- **Job 1**
Return, word for word, the stretch of the yarn-basket thread from "## mama879 (Jan" through "them to spinning!".
- **Job 2**
Resume the forum thread about the basket of hand-spun, hand-dyed yarn, starting after its last post.

- **Selected passage**
# Spinning and Dyeing - another basket of yarn!



## Goodshepfarm (Jul 20, 2014)

Hand spun, hand dyed.


----------



## MrsMurdog (Apr 16, 2013)

Beautiful!


----------



## spinninggill (Apr 9, 2011)

Glorious - and sunshine tooooooo :sm01:


----------



## Goodshepfarm (Jul 20, 2014)

Thank you!


----------



## Alpaca Farmer (Jan 19, 2011)

Just Luscious!!


----------



## run4fittness (May 22, 2011)

What a lovely bouquet!


----------



## Cdambro (Dec 30, 2013)

Wow....just a basket of beauty.


----------



## mama879 (Jan 27, 2011)

A tisket a tasket a very jolly basket full of yarns. Very nicely spun and dyed They will sell out fast. Have fun at the fair.


----------



## Goodshepfarm (Jul 20, 2014)

Thanks so much, I am looking forward to meeting some nice people. I hope to introduce them to spinning!


----------



## BirchPoint (Feb 12, 2016)

Beautiful yarns!


----------



## raedean (Apr 25, 2011)

lovely job.lovely yarns.lovely basket.lovely photo.


----------



## Woodstockgranny (Feb 6, 2013)

Beautiful!

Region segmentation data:
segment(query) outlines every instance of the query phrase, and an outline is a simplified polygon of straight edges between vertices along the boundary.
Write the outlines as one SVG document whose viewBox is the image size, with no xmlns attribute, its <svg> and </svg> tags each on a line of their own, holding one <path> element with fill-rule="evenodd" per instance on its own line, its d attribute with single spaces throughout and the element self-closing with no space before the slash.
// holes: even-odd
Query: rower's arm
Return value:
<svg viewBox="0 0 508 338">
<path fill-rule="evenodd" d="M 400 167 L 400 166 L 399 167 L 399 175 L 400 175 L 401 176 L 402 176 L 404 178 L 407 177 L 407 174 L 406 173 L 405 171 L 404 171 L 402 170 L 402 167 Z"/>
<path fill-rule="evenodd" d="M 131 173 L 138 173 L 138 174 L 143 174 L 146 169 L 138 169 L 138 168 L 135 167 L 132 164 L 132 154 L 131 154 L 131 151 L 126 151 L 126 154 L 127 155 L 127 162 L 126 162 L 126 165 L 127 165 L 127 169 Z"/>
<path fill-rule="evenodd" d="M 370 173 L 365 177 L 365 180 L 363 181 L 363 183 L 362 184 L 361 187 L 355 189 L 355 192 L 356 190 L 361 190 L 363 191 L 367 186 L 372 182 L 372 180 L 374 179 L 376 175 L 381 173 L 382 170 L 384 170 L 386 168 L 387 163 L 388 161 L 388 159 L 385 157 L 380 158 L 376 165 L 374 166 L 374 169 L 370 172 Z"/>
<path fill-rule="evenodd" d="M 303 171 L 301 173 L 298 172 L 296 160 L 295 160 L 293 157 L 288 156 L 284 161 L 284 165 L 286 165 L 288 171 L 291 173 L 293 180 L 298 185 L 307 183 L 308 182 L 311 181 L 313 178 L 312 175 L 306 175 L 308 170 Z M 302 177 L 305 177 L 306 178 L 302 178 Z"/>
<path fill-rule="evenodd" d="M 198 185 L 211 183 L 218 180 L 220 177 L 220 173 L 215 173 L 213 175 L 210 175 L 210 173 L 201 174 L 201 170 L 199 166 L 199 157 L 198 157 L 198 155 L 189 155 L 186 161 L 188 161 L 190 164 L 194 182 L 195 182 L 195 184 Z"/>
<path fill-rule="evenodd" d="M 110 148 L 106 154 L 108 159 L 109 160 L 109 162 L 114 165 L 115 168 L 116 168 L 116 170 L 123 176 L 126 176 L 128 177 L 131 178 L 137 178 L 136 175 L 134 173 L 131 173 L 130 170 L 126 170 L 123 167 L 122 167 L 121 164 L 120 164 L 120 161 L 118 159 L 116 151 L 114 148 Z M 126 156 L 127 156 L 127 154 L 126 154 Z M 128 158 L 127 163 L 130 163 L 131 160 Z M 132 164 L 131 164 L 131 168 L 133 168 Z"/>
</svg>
...
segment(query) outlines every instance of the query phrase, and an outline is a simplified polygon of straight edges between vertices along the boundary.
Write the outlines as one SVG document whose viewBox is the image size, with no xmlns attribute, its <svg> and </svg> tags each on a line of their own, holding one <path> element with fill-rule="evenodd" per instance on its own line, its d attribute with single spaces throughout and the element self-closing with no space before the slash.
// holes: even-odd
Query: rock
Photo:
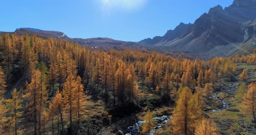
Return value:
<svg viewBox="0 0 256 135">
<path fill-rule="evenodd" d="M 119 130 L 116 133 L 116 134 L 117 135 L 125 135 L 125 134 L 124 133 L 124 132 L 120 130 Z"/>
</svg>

- **Output 1**
## mama879 (Jan 27, 2011)

A tisket a tasket a very jolly basket full of yarns. Very nicely spun and dyed They will sell out fast. Have fun at the fair.


----------



## Goodshepfarm (Jul 20, 2014)

Thanks so much, I am looking forward to meeting some nice people. I hope to introduce them to spinning!

- **Output 2**
----------



## Babalou (Jun 3, 2012)

Gorgeous, can't pick out a favorite!


----------



## Spooly (Oct 22, 2011)

That is some beautiful yarn and I love the photo.


----------



## Goodshepfarm (Jul 20, 2014)

Thank you all! I'm really looking forward to meeting some nice people at the fair next week. I plan to bring my spinning wheels.


----------



## GrannyMo (Jul 7, 2016)

Beautiful yarn - i doubt you'll be left with any after the fair.


----------



## kiwirose (Aug 19, 2011)

Beautifully spun and the colours are gorgeous!


----------



## kwharrod (Jul 24, 2012)

More beautiful yarn for sure.


----------



## amoamarone (Feb 21, 2015)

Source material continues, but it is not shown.